*Request 1*. Using the article on ILNP DNS processing, decide whether each statement is true: (a) ILNP locators can be used anywhere an IP address would be used; (b) an ILNP identifier changes when the machine moves to another network; (c) the dig output shown includes an additional section. Answer yes or no for each and quote the words of the article that settle it.

*Document section*.
● ● ● ● ● ● ●

Je suis Charlie

Autres trucs


Seulement les RFC

Seulement les fiches de lecture

Mon livre « Cyberstructure »


ILNP DNS processing at the IETF 105 hackathon

First publication of this article on 23 July 2019

The weekend of 20-21 July 2019, in Montréal, was the hackathon preceding the IETF 105 meeting. During this hackathon, I helped to improve the DNS support for the ILNP protocol, in the Knot DNS resolver.

ILNP is an identifier/locator separation network protocol. Each machine has at least one identifier such as 0:0:c:1, which is stable (never changes), and at least one locator such as 2001:8b0:d3:cc22, which may vary often, for instance when the machine moves from one network to another, or when the network is renumbered. The idea is to give stable identities to the machine, while keeping locators for efficient routing. If the locator looks like an IPv6 address, it is not a coincidence, it is because you can use ILNP locators everywhere you would use an IP address (more on that later). Each identifier/locator separation system requires a mapping service to get the locator from the identifier. With ILNP, this mapping service is the old and proven DNS. As the saying goes, "you can solve every problem in computer science just by adding one level of indirection".

ILNP is described in RFC 6740 and the DNS resource records on RFC 6742. These resource records are NID (find the identifier from the domain name) and L64 (find the locator from the domain name). I simplify, there are other records but here are the two I worked with. You can see them online yourself:

% dig NID
;; ANSWER SECTION: 10	IN NID 10 0:0:c:1 10	IN NID 20 0:0:c:2 10	IN NID 30 0:0:c:3

% dig L64
;; ANSWER SECTION: 10	IN L64 10 2001:8b0:d3:cc11 10	IN L64 20 2001:8b0:d3:cc22


ILNP could work just like that. RFC 6742, section 3.2, just recommends that the name servers do some additional processing, and return other possibly useful ILNP records when queried. For instance, if NID records are asked for, there is a good chance L64 records will be needed soon, so the server could as well find them and return them in the additional section of the DNS response (in the two examples above, there is only the answer section).

● ● ● ● ● ● ●

Excerpts of labeled region data
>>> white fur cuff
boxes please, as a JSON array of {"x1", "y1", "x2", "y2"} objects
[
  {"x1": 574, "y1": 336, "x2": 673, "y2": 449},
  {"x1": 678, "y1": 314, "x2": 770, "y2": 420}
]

● ● ● ● ● ● ●

*Request 2*. Quote every line of the labeled region data rows word for word.

*Exercise solution 1*.
(a) Yes: "you can use ILNP locators everywhere you would use an IP address"
(b) No: "which is stable (never changes)"
(c) No: "in the two examples above, there is only the answer section"

*Exercise solution 2*.
>>> white fur cuff
boxes please, as a JSON array of {"x1", "y1", "x2", "y2"} objects
[
  {"x1": 574, "y1": 336, "x2": 673, "y2": 449},
  {"x1": 678, "y1": 314, "x2": 770, "y2": 420}
]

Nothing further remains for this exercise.